**TEXTE SOURCE**
Catherine Baÿ subvertit le personnage de conte pour déjouer les attentes du public. Ni réellement menaçantes, ni franchement engageantes, ses Blanche-Neige boivent de la bière et fument en silence, quadrillent des paysages armes au poing ou occupent avec autorité un chantier. La gratuité de leurs actes autorise sur le plateau les théories les plus fumeuses: ancienne tribu ou nouvelle espèce? Effet du réchauffement climatique ou hypothèse extra-terrestre? Cette spéculation infinie renforce leur universalité, leur capacité à incarner tous les fantasmes, à être les objets de toutes les projections.
Omniprésente et transculturelle, Blanche-Neige est pourtant physiquement absente de son propre Anniversaire. Elle n’apparaît en effet que sur écrans, par le biais des captations vidéo des différentes performances réalisées ces dix dernières années. Une manière de mettre en lumière bien sûr le travail des équipes (techniciens, photographes, costumiers etc.) et celui des intervenants extérieurs, rappelant le projet à sa dimension collective, nourri des rencontres et des propositions de chacun. Le spectacle est d’ailleurs assuré par ces individus parasites — observateurs, alter-ego, complices ou concurrents de Blanche-Neige — dont les interventions alimentent la trame, à l’instar d’une politicienne du Parti des Vrais Gens, d’un coach sportif, d’un chasseur, d’une ado rebelle, d’un chasseur, de militaires, jusqu’au propre père de Blanche-Neige.

**TÂCHE DEMANDÉE 1**
Traduisez en anglais cette phrase du texte sur les Blanche-Neige de Catherine Baÿ : « Omniprésente et transculturelle, Blanche-Neige est pourtant physiquement absente de son propre Anniversaire. »
**TÂCHE DEMANDÉE 2**
Prolongez le texte sur les Blanche-Neige de Catherine Baÿ en reprenant après sa dernière phrase.
Les lignes ci-dessous ne servent à rien ici.

**LIGNES BRUTES**
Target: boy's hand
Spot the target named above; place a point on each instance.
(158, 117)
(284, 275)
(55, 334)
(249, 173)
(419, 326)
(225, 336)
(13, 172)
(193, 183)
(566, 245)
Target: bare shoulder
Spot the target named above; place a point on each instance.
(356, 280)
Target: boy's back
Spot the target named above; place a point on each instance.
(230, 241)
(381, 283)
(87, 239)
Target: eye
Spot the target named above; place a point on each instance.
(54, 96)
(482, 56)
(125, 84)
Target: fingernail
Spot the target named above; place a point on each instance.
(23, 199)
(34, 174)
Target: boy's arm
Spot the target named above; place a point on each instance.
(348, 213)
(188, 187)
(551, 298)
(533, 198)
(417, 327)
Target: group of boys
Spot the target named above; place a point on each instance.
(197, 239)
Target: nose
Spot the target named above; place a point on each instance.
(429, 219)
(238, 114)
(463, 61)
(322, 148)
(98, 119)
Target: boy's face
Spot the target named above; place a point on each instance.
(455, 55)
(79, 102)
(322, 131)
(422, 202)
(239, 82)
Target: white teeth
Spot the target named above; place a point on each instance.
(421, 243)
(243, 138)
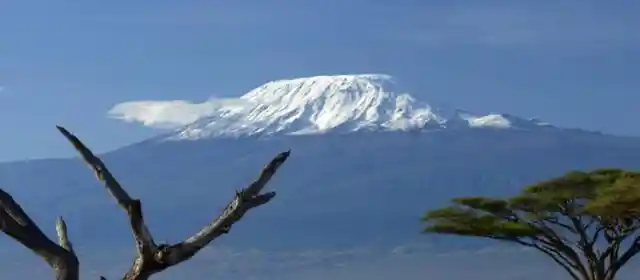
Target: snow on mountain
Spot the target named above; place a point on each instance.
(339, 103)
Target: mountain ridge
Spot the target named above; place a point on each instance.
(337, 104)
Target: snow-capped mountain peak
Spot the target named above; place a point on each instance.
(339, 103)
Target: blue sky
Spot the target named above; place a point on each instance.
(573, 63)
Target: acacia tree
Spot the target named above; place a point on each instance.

**RÉPONSE ATTENDUE 1**
Omnipresent and transcultural, Snow White is nevertheless physically absent from her own Anniversary.

**RÉPONSE ATTENDUE 2**
Cette galerie de personnages excentriques, défilant à un rythme soutenu, dissipe complètement l’attention en déplaçant sans cesse le centre de gravité de la pièce jusqu’à en faire éclater l’unité dramaturgique. Sollicité de toutes parts, le regard du spectateur divague et lâche souvent prise, et jubile dans cette perte de repères.
A un second niveau de lecture, cette absence permet également d’insister sur le fait qu’une surinterprétation d’un mythe contribue également à sa dissolution. Les allusions aux éventuelles revendications du petit-fils de Walt-Disney ou à Lady Gaga, passée maîtresse dans l’art de la récupération, font signe vers cette logique de l’appropriation, poussée à l’extrême, qui fait d’elle un personnage à la fois un et multiple.
Ce paradoxe est d’ailleurs tout l’objet du débat entre Léa Zitrone, journaliste, et la psychanalyste de Blanche-Neige, toutes deux sollicitées comme expertes. Passant de l’accord spécieux à la dispute, ce duo comique sur lequel repose la trame narrative (ou ce qu’il en reste…), caricature parfaitement maîtrisée et interprétée, fait dialoguer les points de vue: icône médiatique, vendant trois millions de livres par an de son histoire, Blanche-Neige n’en serait pas moins une femme à part entière, avec une identité propre.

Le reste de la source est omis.